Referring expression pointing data
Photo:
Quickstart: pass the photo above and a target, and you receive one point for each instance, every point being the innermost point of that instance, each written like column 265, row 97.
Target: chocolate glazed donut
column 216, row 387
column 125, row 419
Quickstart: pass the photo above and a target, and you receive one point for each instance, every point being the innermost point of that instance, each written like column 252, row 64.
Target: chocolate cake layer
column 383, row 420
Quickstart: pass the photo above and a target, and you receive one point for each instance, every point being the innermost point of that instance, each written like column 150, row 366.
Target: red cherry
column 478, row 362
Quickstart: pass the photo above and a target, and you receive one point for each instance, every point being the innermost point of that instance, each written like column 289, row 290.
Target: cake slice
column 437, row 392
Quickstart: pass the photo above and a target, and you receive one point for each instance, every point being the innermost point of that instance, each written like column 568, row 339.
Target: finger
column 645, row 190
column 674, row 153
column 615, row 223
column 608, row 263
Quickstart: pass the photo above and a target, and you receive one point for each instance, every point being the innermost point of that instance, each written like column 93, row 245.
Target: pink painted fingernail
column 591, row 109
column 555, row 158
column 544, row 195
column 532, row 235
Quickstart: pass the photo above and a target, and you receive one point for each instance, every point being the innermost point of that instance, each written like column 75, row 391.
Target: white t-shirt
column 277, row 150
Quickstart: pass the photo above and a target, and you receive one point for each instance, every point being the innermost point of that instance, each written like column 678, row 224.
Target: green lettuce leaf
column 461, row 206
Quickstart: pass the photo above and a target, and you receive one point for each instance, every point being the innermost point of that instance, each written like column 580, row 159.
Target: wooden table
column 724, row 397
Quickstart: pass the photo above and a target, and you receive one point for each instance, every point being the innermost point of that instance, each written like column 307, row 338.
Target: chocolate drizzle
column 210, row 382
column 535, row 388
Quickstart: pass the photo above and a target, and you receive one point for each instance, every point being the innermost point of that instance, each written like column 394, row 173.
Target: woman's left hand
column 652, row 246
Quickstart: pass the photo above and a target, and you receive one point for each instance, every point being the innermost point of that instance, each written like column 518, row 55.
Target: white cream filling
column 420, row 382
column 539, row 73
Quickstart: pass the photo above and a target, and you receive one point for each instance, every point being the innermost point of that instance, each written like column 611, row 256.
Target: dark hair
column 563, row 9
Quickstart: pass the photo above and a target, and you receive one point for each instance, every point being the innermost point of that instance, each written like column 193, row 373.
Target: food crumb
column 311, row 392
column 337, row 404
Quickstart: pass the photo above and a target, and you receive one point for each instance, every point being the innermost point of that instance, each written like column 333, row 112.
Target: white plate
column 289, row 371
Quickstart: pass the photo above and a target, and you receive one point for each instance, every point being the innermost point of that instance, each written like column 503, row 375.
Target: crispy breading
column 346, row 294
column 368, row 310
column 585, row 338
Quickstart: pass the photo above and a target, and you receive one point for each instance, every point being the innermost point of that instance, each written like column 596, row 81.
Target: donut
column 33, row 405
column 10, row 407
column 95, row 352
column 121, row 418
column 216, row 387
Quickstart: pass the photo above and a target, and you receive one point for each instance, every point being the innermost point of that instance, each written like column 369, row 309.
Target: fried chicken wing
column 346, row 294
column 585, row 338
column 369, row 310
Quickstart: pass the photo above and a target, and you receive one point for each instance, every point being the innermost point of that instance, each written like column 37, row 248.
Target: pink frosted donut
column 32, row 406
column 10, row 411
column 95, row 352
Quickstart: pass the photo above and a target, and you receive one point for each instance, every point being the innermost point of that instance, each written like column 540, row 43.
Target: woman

**WORK REQUEST**:
Type the entries out again so that they match exactly.

**ANSWER TO THIS PROBLEM**:
Photo:
Quickstart: pass the photo above and a target, and you receive one point for each instance, every point being the innermost point of that instance, each written like column 265, row 97.
Target: chocolate glazed donut
column 216, row 387
column 125, row 419
Quickstart: pass the photo above and a target, and you receive one point for each instance, every point being the innermost point of that instance, each written like column 252, row 64.
Target: chocolate cake layer
column 383, row 420
Quickstart: pass the photo above and a target, and you receive one point for each instance, every point being the innermost point of that instance, each written like column 150, row 366.
Target: red cherry
column 478, row 362
Quickstart: pass the photo above and a target, and you receive one point for each instance, every point being the innermost point of that instance, each written like column 289, row 290.
Target: cake slice
column 437, row 392
Quickstart: pass the photo above and a target, and you receive one point for each instance, every point being the innermost point of that instance, each written like column 568, row 339.
Target: finger
column 645, row 190
column 674, row 153
column 615, row 223
column 608, row 263
Quickstart: pass the photo above and a target, and you receive one point for each instance, every point being the innermost point of that instance, each written like column 93, row 245.
Target: pink painted fingernail
column 591, row 109
column 555, row 158
column 544, row 195
column 532, row 235
Quickstart: pass the photo above and a target, and you receive one point for each instance, every point being the innermost point of that instance, each written like column 75, row 391.
Target: white t-shirt
column 277, row 150
Quickstart: pass the photo above and a target, and you receive one point for each instance, every point being the innermost point of that instance, each written like column 678, row 224.
Target: green lettuce leaf
column 461, row 206
Quickstart: pass the photo above and a target, and you receive one point for each instance, every point being the innermost point of that instance, each written like column 580, row 159.
Target: wooden table
column 724, row 397
Quickstart: pass the photo above and a target, and you receive one point for each instance, every point being the innermost point of that instance, each written like column 307, row 338.
Target: chocolate drizzle
column 210, row 382
column 535, row 388
Quickstart: pass the photo above and a target, and you receive one point for each instance, every point being the innermost point of that instance, each written like column 394, row 173.
Target: woman's left hand
column 652, row 246
Quickstart: pass the photo above and a target, and you receive one point for each instance, every point being the innermost point of that instance, each written like column 518, row 55.
Target: white cream filling
column 420, row 382
column 539, row 73
Quickstart: pass the photo above and a target, and you receive one point for each instance, every point being the innermost point of that instance, each written like column 611, row 256.
Target: dark hair
column 563, row 9
Quickstart: pass the photo above and a target, and you receive one point for each instance, every point being the innermost point of that instance, each written like column 193, row 373.
Target: food crumb
column 311, row 392
column 337, row 404
Quickstart: pass the photo above and a target, and you receive one point for each instance, every point being the innermost point of that instance, each written like column 333, row 112.
Target: white plate
column 289, row 371
Quickstart: pass the photo above and a target, and you receive one point for each instance, every point being the innermost point of that instance, each written like column 503, row 375.
Target: crispy breading
column 346, row 294
column 368, row 310
column 585, row 338
Quickstart: pass the photo above and a target, and you receive one point for each instance, every point being the innermost point of that instance, each written like column 596, row 81.
Target: donut
column 33, row 405
column 10, row 407
column 95, row 352
column 121, row 418
column 216, row 387
Quickstart: pass the photo above and a target, and you receive one point for each instance, every point being the innermost point of that instance, each written like column 369, row 309.
Target: fried chicken wing
column 346, row 294
column 585, row 338
column 369, row 310
Quickstart: pass the photo above and a target, and you receive one point for each instance, every point being the innermost point of that instance, each written like column 37, row 248.
Target: pink frosted donut
column 32, row 406
column 10, row 411
column 95, row 352
Quickstart: pass the photo above and a target, and you receive one point for each instance, every point being the innermost point of that instance, each written like column 540, row 43.
Target: woman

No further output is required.